(Stored entries)
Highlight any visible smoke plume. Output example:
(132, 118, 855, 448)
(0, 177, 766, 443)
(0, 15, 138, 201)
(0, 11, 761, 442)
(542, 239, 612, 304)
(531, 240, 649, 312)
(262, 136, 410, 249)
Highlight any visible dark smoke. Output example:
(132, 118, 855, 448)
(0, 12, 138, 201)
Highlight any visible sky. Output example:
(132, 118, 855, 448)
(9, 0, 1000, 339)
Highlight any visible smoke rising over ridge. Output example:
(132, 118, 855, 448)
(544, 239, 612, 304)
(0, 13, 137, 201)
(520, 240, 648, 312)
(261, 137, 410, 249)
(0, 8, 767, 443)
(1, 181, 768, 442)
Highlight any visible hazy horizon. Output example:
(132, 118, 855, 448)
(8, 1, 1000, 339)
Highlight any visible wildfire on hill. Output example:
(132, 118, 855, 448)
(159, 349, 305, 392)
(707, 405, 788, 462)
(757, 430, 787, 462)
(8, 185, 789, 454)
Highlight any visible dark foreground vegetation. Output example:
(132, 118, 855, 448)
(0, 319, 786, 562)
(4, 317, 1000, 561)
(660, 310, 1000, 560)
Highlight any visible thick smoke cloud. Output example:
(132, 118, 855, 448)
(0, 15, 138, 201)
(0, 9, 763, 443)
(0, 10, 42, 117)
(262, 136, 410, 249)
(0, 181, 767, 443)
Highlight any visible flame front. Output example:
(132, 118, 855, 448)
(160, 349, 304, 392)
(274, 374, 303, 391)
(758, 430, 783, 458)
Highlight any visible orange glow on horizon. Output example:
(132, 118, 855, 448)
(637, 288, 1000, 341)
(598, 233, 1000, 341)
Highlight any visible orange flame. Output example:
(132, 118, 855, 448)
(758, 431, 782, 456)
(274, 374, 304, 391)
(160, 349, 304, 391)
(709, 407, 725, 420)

### WORK INSTRUCTIONS
Write out every entry above exactly as given.

### FINISHED EXERCISE
Highlight any visible smoke plume. Output example:
(132, 118, 855, 448)
(0, 177, 766, 443)
(0, 15, 138, 201)
(0, 11, 761, 442)
(542, 239, 612, 304)
(531, 240, 649, 312)
(262, 136, 410, 249)
Highlight any visible dark smoke. Output example:
(132, 118, 855, 448)
(0, 12, 138, 201)
Highlight any visible sky. Output example:
(132, 118, 855, 448)
(9, 0, 1000, 339)
Highlight any visible smoke rising over ridge. Output example:
(132, 118, 855, 448)
(544, 239, 612, 304)
(0, 13, 137, 201)
(520, 240, 648, 312)
(261, 137, 410, 249)
(0, 8, 767, 443)
(1, 181, 768, 442)
Highlight any visible hazy horizon. Output example:
(132, 118, 855, 448)
(8, 1, 1000, 339)
Highlight any visible wildfire on hill. Output example:
(132, 118, 855, 448)
(159, 349, 305, 392)
(707, 405, 788, 462)
(757, 430, 787, 462)
(8, 185, 789, 454)
Highlight any visible dark foreground vegetation. Output example:
(132, 118, 855, 448)
(0, 319, 786, 562)
(4, 317, 1000, 561)
(660, 310, 1000, 560)
Highlight any visible thick smoke cloud. Output example:
(132, 118, 855, 448)
(0, 15, 138, 201)
(0, 9, 763, 443)
(0, 10, 42, 117)
(262, 136, 410, 249)
(0, 181, 767, 443)
Highlight any visible flame front. Output example:
(132, 118, 855, 448)
(160, 349, 304, 392)
(274, 374, 303, 391)
(758, 430, 783, 458)
Highlight any visible orange glow on horizon. Output example:
(132, 118, 855, 448)
(637, 288, 1000, 341)
(598, 233, 1000, 341)
Highlight any visible orange flame. Output example:
(132, 118, 855, 448)
(758, 431, 782, 456)
(274, 374, 304, 391)
(160, 349, 304, 391)
(709, 407, 725, 420)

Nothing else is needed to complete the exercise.